_Assignment_.
Set down the entries below exactly; drop the pictures.
Excerpted records: Begin
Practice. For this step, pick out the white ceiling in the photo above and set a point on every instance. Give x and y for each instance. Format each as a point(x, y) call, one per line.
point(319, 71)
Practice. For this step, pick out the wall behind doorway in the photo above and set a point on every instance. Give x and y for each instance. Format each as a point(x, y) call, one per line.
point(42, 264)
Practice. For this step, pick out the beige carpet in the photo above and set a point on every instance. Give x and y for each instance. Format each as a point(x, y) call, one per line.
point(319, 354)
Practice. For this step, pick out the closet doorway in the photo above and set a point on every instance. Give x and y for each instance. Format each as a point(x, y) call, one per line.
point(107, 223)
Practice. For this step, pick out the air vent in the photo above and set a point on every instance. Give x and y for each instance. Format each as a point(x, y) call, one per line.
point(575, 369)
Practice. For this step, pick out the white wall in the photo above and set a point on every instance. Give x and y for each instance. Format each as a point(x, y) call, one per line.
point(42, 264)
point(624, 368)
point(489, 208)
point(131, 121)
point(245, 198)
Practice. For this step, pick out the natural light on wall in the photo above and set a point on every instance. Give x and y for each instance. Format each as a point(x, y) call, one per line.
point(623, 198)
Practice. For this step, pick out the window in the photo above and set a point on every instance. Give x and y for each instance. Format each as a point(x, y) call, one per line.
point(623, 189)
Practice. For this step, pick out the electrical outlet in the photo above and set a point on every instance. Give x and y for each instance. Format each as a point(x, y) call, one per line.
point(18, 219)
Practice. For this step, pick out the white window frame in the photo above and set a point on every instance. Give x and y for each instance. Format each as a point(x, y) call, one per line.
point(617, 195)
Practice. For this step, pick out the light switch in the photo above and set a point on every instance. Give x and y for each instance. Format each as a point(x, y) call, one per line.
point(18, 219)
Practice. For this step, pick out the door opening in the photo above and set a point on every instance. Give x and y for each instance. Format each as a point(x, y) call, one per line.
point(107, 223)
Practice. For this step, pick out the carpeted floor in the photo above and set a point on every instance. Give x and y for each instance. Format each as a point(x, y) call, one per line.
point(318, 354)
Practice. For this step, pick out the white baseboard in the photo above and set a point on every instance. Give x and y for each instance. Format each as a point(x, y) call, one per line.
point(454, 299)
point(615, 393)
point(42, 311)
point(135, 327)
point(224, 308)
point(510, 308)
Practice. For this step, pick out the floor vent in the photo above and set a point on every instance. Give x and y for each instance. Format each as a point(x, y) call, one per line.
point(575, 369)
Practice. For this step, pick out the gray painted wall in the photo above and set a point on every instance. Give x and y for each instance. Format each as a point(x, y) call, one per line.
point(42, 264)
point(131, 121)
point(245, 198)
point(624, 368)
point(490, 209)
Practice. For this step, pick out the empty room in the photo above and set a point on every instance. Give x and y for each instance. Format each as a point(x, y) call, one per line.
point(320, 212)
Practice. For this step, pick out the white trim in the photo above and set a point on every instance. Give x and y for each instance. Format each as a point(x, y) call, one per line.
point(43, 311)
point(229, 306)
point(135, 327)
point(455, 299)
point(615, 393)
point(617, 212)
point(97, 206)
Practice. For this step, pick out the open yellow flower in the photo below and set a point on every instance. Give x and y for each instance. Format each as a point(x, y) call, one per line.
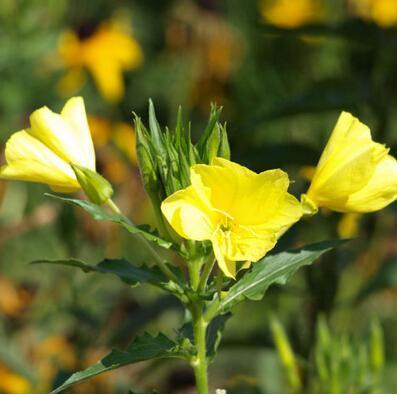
Excerpted records: End
_Your solution_.
Practice. For this step, pick out the white ceiling in the photo above and set a point on every instance. Give x and y for each instance. Format each as a point(x, y) call, one per line.
point(319, 71)
Practice. For this step, pick out the wall behind doorway in the photo above and set a point on every instance. Give x and y for each instance. Format each as a point(x, y) call, one per line.
point(42, 264)
Practice. For this step, pick out the beige carpet in the photo above and set a point on every instance. Give x and y for each instance. Format each as a point(x, y) call, one per line.
point(319, 354)
Practice. For this step, pick out the closet doorway in the photo above and set a point on every instance. Give x and y for each instance. Format each as a point(x, y) call, one per line.
point(107, 223)
Practice. For this step, pick out the air vent in the photo above and set a point on every instance. Give x and y for each instance. Format each as a point(x, y) call, one per line.
point(575, 369)
Practice. For this step, pick out the white wall in the photo above and set a point on every instance. Give x and y for each instance. Format each as a point(x, y) call, one per line.
point(42, 264)
point(624, 368)
point(489, 208)
point(131, 121)
point(245, 198)
Practice. For this step, pick out the natural light on wall in the photo above and set a point on every instance. Give x and y for each instance. Format each as a point(x, y) call, one per line.
point(623, 198)
Practice. For this step, pick out the window in the photo above and set a point on every instance. Give x and y for each instance. Format each as a point(x, y) call, one per line.
point(623, 189)
Practice. For this step, pick out the electrical outlet in the photo above and set a point on every instance. Give x and y for each instance. Format each as a point(x, y) call, one per line.
point(18, 219)
Practice. For this step, pick out the white window frame in the photo above and set a point on every instance. Give x and y for each instance. Format each as a point(x, y) call, one per line.
point(617, 195)
Practice. For this step, pick out the light switch in the photo above and set a point on every instance. Give x and y for each instance. Format each as a point(x, y) call, one per line.
point(18, 219)
Practice. For this step, pick out the door opening in the photo above and set a point on every instance. Give x and y for each instance. Format each as a point(x, y) call, one per line.
point(107, 223)
Practice. For this step, pick out the carpeted floor in the photo above and set a point on every instance. Give x and y for each instance. Format each as a point(x, y) call, one per line.
point(318, 354)
Practice. For this step, pick out the white baseboard in the photo above and set a point on every instance. Give x and y for each instance. Format each as a point(x, y) call, one per line.
point(454, 299)
point(615, 393)
point(42, 311)
point(135, 327)
point(224, 308)
point(510, 308)
Practice. For this step, pick out the floor vent in the photo above and set a point on every instance. Give x and y for each instance. Format each as a point(x, y) call, one per line.
point(575, 369)
Practice. For this step, pick out the gray painted wall in the photo above and set a point on every instance. Give x and y for each instance. Format each as a point(x, y) call, one per line.
point(42, 264)
point(131, 121)
point(245, 198)
point(624, 368)
point(490, 209)
Practice. For this step, pick out the empty room in the photo above and set a point on every instance. Give x and y for each instance. Format each as a point(x, y) call, one per line.
point(320, 212)
Practice. For this step, pick out the white trim in the photo above and set a point on every instance. Give x and y for each instance. Format each as a point(x, y) call, one per line.
point(43, 311)
point(229, 306)
point(135, 327)
point(455, 299)
point(615, 393)
point(617, 212)
point(97, 206)
Practice. For this step, pick out the open yellow flower in the photo below and set a point on every instance. Give x and y for each instance. Format each as a point(x, y) call, one per line.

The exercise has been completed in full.